• _Extract to read_
--- START ---

Signed-off-by: André Almeida <andrealmeid@igalia.com>
---
v5: new patch, as requested by Shashank Sharma
---
drivers/gpu/drm/amd/amdgpu/amdgpu.h | 34 +++++++++++++--------
drivers/gpu/drm/amd/amdgpu/amdgpu_debugfs.c | 10 +++---
drivers/gpu/drm/amd/amdgpu/amdgpu_device.c | 16 +++++-----
3 files changed, 34 insertions(+), 26 deletions(-)
diff --git a/drivers/gpu/drm/amd/amdgpu/amdgpu.h b/drivers/gpu/drm/amd/amdgpu/amdgpu.h
index 0d560b713948..56d78ca6e917 100644
--- a/drivers/gpu/drm/amd/amdgpu/amdgpu.h
+++ b/drivers/gpu/drm/amd/amdgpu/amdgpu.h
@@ -781,6 +781,26 @@ struct amdgpu_mqd {
#define AMDGPU_PRODUCT_NAME_LEN 64
struct amdgpu_reset_domain;
+#ifdef CONFIG_DEV_COREDUMP
+struct amdgpu_coredump_info {
+ struct amdgpu_device *adev;
+ struct amdgpu_task_info reset_task_info;
+ struct timespec64 reset_time;
+ bool reset_vram_lost;
+};
+#endif
+
+struct amdgpu_reset_info {
+ /* reset dump register */
+ u32 *reset_dump_reg_list;
+ u32 *reset_dump_reg_value;
+ int num_regs;
+
+#ifdef CONFIG_DEV_COREDUMP
+ struct amdgpu_coredump_info *coredump_info;
+#endif
+};
+
/*
* Non-zero (true) if the GPU has VRAM. Zero (false) otherwise.
*/
@@ -1084,10 +1104,7 @@ struct amdgpu_device {
struct mutex benchmark_mutex;
- /* reset dump register */
- uint32_t *reset_dump_reg_list;
- uint32_t *reset_dump_reg_value;
- int num_regs;
+ struct amdgpu_reset_info reset_info;
bool scpm_enabled;
uint32_t scpm_status;
@@ -1100,15 +1117,6 @@ struct amdgpu_device {
uint32_t aid_mask;
};
-#ifdef CONFIG_DEV_COREDUMP
-struct amdgpu_coredump_info {
- struct amdgpu_device *adev;
- struct amdgpu_task_info reset_task_info;
- struct timespec64 reset_time;
- bool reset_vram_lost;
-};
-#endif
-
static inline struct amdgpu_device *drm_to_adev(struct drm_device *ddev)
{
return container_of(ddev, struct amdgpu_device, ddev);
diff --git a/drivers/gpu/drm/amd/amdgpu/amdgpu_debugfs.c b/drivers/gpu/drm/amd/amdgpu/amdgpu_debugfs.c
index a4faea4fa0b5..3136a0774dd9 100644
--- a/drivers/gpu/drm/amd/amdgpu/amdgpu_debugfs.c
+++ b/drivers/gpu/drm/amd/amdgpu/amdgpu_debugfs.c
@@ -2016,8 +2016,8 @@ static ssize_t amdgpu_reset_dump_register_list_read(struct file *f,
if (ret)

--- END ---

• _Extracted entries_
--- START ---

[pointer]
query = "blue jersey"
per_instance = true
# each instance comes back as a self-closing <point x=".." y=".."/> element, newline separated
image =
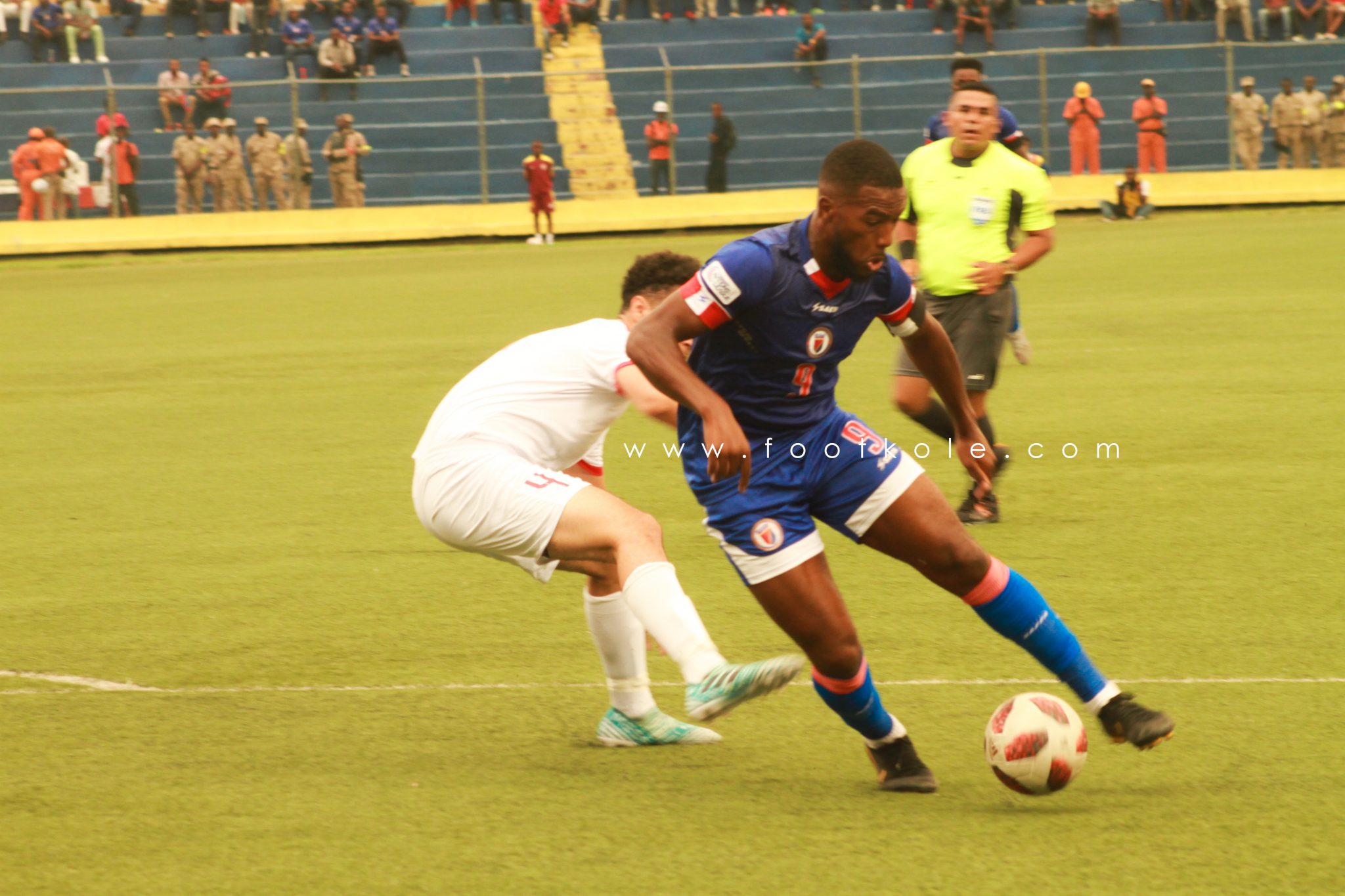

--- END ---
--- START ---

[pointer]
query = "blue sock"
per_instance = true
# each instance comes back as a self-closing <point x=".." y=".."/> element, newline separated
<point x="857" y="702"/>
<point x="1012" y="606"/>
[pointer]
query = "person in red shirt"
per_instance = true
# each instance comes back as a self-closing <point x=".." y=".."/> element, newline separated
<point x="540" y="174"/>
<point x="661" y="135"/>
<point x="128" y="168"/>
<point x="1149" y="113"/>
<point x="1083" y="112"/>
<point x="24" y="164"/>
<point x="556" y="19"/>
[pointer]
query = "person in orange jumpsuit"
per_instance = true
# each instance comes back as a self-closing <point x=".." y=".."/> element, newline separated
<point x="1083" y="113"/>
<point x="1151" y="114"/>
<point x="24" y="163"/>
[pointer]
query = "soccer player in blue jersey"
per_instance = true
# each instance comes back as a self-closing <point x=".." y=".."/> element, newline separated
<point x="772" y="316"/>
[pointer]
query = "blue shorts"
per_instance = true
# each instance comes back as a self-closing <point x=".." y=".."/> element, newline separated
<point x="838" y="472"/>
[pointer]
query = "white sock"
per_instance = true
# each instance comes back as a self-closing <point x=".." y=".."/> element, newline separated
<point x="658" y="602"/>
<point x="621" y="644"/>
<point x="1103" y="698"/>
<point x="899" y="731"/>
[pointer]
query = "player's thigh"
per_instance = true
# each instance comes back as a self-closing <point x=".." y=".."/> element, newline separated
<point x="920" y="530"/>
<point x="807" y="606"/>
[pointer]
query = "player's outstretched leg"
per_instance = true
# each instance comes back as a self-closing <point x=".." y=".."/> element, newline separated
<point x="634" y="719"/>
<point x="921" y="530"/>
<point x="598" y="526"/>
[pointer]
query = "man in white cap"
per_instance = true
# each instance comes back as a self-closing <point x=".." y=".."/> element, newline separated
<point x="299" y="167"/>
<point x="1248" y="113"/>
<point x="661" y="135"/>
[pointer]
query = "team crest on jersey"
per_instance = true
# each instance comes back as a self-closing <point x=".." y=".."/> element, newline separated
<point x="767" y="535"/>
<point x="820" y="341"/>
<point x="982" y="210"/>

--- END ---

• _What to work on_
Mark each statement about the patch yes or no, and quote the words of the patch that decide it: (a) The patch changes three files. (b) The patch first appeared in version 4 at Shashank Sharma's request. (c) In struct amdgpu_device, a field named reset_info takes the place of the reset dump register fields. The items have no connection to the patch.

• _Expected answer_
(a) Yes: "3 files changed, 34 insertions(+), 26 deletions(-)"
(b) No: "v5: new patch, as requested by Shashank Sharma"
(c) Yes: "struct amdgpu_reset_info reset_info;"